**YANG HARUS DIKERJAKAN**.
1: Salin bagian teks tentang Perang Mu’tah mulai dari "Pasukan super besar" dan berakhir pada "tahun 629 M.".
2: Dalam teks tentang Perang Mu’tah, siapa nama utusan Rasulullah yang ditangkap di tengah perjalanan lalu dipenggal kepalanya?
3: Lanjutkan teks tentang Perang Mu’tah mulai dari kalimat terakhirnya.

**KUTIPAN TEKS**.
+++

PERTEMPURAN paling heroik dan dahsyat yang dialami umat Islam di era
awal perkembangan Islam adalah saat mereka yang hanya berkekuatan 3000
orang melawan pasukan terkuat di muka bumi saat itu, Pasukan Romawi
dengan kaisarnya Heraclius yang membawa pasukan sebanyak 200,000.
Pasukan super besar tersebut merupakan pasukan aliansi antara kaum
Nashara Romawi dan Nashara Arab sekitar dataran Syam, jajahan Romawi.
Perang terjadi di daerah Mu’tah –sehingga sejarawan menyebutnya perang
Mu’tah (sekitar yordania sekarang), pada tanggal 5 Jumadil Awal tahun 8
H atau tahun 629 M.
LATAR BELAKANG PEPERANGAN
Penyebab perang Mu’tah ini bermula ketika Rasulullah
Shallallâhu ‘alaihi wasallam mengirim utusan bernama al-Harits bin Umair
al-‘Azdi yang akan dikirim ke penguasa Bashra. Di tengah perjalanan,
utusan itu ditangkap Syurahbil bin ‘Amr al-Ghassani dari bani
Gasshaniyah (daerah jajahan romawi) dan dibawa ke hadapan kaisar Romawi
Heraclius. Setelah itu kepalanya dipenggal. Pelecehan dan pembunuhan
utusan negara termasuk menyalahi aturan politik dunia. Membunuh utusan
sama saja ajakan untuk berperang. Hal inilah yang membuat beliau marah.
Mendengar utusan damainya dibunuh, Rasulullah
Shallallâhu ‘alaihi wasallam sangat sedih. Setelah sebelumnya berunding
dengan para Sahabat, lalu diutuslah pasukan muslimin untuk berangkat ke
daerah Syam. Rasulullah Shallallâhu ‘alaihi wasallam sadar melawan
penguasa Bushra berarti juga melawan pasukan Romawi yang notabene adalah
pasukan terbesar dan terkuat di muka bumi ketika itu. Namun ini harus
dilakukan karena bisa saja suatu saat pasukan lawan akan menyerang
Madinah. Kelak pertempuran ini adalah awal dari pertempuran Arab –
Bizantium.
Rasulullah Shallallâhu ‘alaihi wasallam berkata;
“Pasukan ini dipimpin oleh Zaid bin
Haritsah, bila ia gugur komando dipegang oleh Jakfar bin Abu Thalib,
bila gugur pula panji diambil oleh Abdullah bin Rawahah –saat itu beliau
meneteskan air mata- selanjutnya bendera itu dipegang oleh seorang
‘pedang Allah’ dan Akhirnya Allah Subhânahu wata‘âlâ memberikan
kemenangan. (HR. al-Bukhari)

+++

[Data Terkumpul]
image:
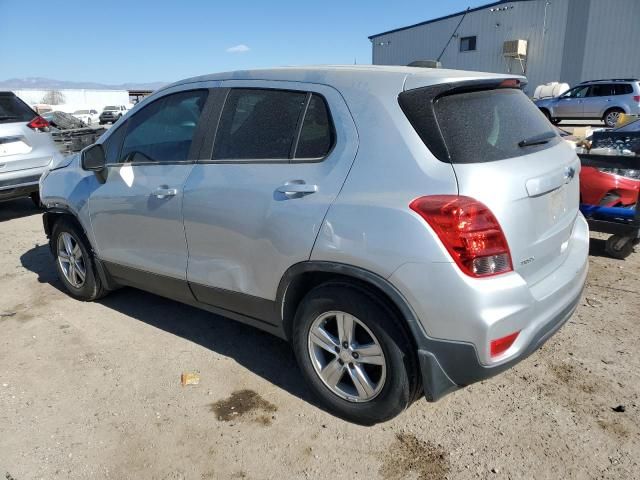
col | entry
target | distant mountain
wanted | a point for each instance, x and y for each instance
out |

+++

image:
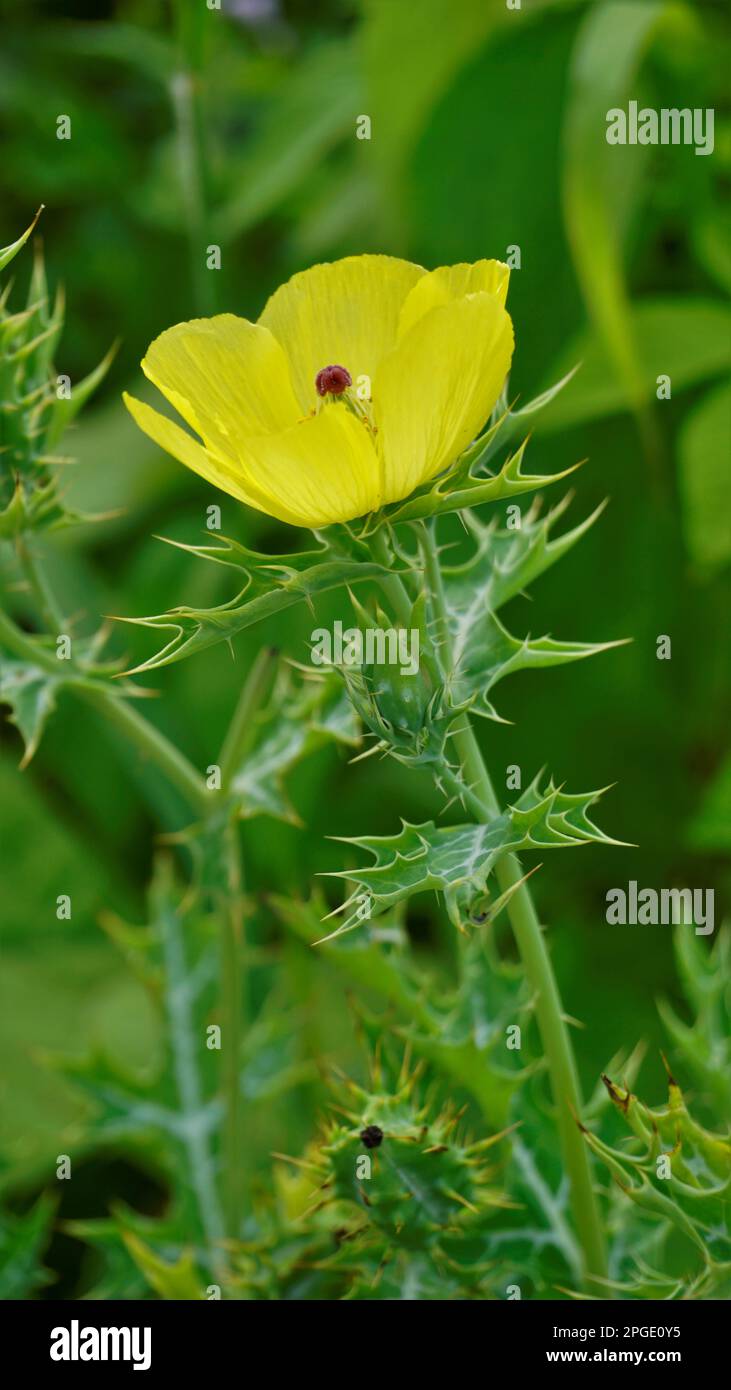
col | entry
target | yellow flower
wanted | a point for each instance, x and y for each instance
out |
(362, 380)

+++

**JAWABAN LATIHAN**.
1:
Pasukan super besar tersebut merupakan pasukan aliansi antara kaum
Nashara Romawi dan Nashara Arab sekitar dataran Syam, jajahan Romawi.
Perang terjadi di daerah Mu’tah –sehingga sejarawan menyebutnya perang
Mu’tah (sekitar yordania sekarang), pada tanggal 5 Jumadil Awal tahun 8
H atau tahun 629 M.

2: Al-Harits bin Umair al-‘Azdi.

3:
Ketika pasukan tentera ini berangkat Khalid
bin’l-Walid secara sukarela juga ikut menggabungkan diri. Dengan
keikhlasan dan kesanggupannya dalam perang hendak memperlihatkan itikad
baiknya sebagai orang Islam. Masyarakat ramai mengucapkan selamat jalan
kepada komandan-komandan beserta pasukannya itu, dan Rasulullah
Shallallâhu ‘alaihi wasallam juga turut mengantarkan mereka sampai ke
luar kota, dengan memberikan pesan kepada mereka: Jangan membunuh
wanita, bayi, orang-orang buta atau anak-anak, jangan menghancurkan
rumah-rumah atau menebangi pohon-pohon. Rasulullah Shallallâhu ‘alaihi
wasallam mendoakan dan kaum Muslimin juga turut mendoakan dengan
berkata: Allah menyertai dan melindungi kamu sekalian. Semoga kembali
dengan selamat.
Komandan pasukan itu semua merencanakan hendak
menyergap pihak Syam secara tiba-tiba, seperti yang biasa dilakukan
dalam ekspedisi-ekspedisi yang sudah-sudah. Dengan demikian kemenangan
akan diperoleh lebih cepat dan kembali dengan membawa kemenangan. Mereka
berangkat sampai di Ma’an di bilangan Syam dengan tidak mereka ketahui
apa yang akan mereka hadapi di sana.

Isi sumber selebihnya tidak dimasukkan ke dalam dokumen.